Write out the line that has "Would you be able to locate the anal" in it, along with each line that comes after it until the listing ends, and add nothing.

──────────────────────────────

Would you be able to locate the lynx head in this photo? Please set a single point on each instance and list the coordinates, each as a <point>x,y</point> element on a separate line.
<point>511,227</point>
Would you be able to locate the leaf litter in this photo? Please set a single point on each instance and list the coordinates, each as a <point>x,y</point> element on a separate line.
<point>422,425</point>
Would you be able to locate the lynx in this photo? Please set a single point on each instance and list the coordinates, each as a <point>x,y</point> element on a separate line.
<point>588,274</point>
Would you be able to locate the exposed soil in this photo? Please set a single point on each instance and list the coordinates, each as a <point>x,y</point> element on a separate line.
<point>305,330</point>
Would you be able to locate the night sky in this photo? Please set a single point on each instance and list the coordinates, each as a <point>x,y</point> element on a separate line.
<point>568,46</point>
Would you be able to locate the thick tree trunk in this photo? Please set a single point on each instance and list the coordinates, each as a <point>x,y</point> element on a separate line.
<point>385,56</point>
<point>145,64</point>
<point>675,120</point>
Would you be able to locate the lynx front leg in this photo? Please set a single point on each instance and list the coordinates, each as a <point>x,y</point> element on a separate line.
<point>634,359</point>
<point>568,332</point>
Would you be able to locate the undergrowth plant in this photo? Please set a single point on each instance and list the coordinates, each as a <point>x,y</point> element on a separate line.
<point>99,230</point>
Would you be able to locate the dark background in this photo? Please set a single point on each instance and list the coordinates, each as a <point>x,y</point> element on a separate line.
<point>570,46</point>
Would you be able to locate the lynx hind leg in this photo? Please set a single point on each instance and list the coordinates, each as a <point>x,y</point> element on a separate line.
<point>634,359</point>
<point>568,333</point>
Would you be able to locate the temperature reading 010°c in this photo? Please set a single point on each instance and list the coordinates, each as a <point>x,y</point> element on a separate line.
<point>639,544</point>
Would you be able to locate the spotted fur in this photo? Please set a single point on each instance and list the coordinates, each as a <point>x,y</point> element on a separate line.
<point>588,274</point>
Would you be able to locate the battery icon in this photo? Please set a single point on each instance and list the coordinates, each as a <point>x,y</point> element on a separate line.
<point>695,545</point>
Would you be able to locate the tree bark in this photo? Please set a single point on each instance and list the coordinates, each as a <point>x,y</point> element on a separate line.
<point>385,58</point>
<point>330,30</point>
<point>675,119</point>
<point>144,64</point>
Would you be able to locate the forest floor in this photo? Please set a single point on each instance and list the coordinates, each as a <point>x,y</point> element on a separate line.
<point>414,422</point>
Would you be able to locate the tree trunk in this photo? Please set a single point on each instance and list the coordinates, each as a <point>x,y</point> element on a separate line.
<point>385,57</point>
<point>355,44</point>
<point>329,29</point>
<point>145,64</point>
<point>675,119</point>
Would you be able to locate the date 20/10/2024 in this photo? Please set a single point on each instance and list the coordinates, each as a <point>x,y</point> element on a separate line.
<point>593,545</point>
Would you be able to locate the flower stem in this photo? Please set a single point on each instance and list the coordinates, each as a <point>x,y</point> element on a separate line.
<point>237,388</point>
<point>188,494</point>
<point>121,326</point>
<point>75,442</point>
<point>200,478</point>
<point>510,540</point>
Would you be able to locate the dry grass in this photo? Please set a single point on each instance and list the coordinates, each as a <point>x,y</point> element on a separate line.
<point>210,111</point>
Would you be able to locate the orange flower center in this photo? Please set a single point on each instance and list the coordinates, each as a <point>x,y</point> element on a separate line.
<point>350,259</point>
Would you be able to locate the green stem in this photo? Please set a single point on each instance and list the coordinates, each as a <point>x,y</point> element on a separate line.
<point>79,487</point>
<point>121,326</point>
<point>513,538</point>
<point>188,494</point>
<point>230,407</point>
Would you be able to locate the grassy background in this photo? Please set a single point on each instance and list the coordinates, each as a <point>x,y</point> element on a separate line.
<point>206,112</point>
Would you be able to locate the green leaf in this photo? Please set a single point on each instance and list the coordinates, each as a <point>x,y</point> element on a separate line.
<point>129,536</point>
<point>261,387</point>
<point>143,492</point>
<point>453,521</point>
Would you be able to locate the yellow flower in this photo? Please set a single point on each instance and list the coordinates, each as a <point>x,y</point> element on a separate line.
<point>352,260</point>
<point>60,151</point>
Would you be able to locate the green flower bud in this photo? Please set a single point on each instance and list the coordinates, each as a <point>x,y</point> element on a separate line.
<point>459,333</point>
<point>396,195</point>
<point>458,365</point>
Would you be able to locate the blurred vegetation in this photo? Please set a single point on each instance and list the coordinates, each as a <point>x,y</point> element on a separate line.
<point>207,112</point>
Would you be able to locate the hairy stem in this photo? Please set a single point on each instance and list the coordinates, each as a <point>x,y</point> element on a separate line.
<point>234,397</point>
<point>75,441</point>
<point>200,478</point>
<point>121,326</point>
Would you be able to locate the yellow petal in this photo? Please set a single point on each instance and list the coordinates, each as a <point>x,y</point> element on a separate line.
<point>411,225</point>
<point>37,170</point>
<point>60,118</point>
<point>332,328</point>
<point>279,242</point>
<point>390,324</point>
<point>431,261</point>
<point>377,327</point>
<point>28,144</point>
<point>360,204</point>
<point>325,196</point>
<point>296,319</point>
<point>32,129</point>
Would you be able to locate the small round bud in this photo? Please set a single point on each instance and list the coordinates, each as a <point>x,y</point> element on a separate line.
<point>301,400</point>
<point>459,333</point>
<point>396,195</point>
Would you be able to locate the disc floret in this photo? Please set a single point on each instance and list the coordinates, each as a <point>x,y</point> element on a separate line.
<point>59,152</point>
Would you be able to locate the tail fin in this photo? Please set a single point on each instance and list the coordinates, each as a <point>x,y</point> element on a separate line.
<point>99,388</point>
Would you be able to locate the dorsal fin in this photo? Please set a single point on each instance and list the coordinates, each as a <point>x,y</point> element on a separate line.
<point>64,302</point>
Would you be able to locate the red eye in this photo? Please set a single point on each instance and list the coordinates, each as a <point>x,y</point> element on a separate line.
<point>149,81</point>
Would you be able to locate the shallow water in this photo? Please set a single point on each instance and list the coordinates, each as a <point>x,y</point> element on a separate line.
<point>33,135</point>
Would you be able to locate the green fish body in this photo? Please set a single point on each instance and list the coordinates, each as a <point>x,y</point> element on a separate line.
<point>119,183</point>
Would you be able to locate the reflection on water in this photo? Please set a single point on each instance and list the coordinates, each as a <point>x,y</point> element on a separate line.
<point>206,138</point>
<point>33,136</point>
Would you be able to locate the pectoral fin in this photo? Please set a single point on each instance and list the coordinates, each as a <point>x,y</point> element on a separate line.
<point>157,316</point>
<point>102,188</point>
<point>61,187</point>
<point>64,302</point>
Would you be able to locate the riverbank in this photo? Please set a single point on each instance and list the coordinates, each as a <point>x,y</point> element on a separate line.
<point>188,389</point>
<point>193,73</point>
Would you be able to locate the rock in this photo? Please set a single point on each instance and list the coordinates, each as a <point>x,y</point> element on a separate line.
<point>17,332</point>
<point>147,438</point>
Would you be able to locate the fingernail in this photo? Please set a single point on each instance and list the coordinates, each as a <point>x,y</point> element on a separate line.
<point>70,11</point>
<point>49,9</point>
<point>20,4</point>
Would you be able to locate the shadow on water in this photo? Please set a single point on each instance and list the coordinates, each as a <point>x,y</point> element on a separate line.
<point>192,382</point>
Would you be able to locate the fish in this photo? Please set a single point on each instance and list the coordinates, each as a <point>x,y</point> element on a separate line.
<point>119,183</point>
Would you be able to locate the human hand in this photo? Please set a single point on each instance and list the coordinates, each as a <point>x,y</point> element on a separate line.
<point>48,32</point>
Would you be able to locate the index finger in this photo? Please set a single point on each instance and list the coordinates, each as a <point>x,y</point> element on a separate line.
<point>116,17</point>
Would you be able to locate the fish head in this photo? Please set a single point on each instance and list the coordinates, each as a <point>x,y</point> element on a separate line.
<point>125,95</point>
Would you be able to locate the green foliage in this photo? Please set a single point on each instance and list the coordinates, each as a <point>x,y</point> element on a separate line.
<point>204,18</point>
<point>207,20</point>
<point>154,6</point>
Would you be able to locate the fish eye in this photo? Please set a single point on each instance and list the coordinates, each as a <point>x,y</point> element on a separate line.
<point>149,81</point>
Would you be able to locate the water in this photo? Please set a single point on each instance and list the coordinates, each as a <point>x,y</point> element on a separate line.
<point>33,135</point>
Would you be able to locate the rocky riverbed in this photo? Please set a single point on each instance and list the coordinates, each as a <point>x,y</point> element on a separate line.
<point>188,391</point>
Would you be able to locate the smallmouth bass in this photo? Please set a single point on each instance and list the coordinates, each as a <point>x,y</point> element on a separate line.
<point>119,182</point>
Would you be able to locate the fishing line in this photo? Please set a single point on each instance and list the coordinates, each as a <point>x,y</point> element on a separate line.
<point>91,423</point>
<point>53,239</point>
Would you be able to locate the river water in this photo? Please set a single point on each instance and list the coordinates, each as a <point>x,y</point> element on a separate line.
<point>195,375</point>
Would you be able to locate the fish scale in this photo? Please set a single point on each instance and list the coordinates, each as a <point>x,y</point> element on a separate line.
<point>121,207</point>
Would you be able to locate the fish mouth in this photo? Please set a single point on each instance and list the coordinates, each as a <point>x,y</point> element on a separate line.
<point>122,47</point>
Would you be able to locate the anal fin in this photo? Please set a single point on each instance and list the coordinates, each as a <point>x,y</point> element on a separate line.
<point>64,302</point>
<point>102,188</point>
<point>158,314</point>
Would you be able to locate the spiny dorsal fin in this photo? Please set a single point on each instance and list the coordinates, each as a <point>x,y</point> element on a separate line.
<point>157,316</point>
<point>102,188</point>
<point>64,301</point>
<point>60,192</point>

──────────────────────────────

RESULT OF THE EXERCISE =>
Would you be able to locate the anal fin in this photo? Please set a single point on each instance and list the coordinates, each as a <point>x,y</point> element on a separate line.
<point>64,302</point>
<point>102,188</point>
<point>158,314</point>
Would you be able to locate the spiny dorsal fin in this photo? Please set a single point on each instance and list the coordinates, each as a <point>x,y</point> element on a separate line.
<point>157,316</point>
<point>102,188</point>
<point>64,301</point>
<point>60,192</point>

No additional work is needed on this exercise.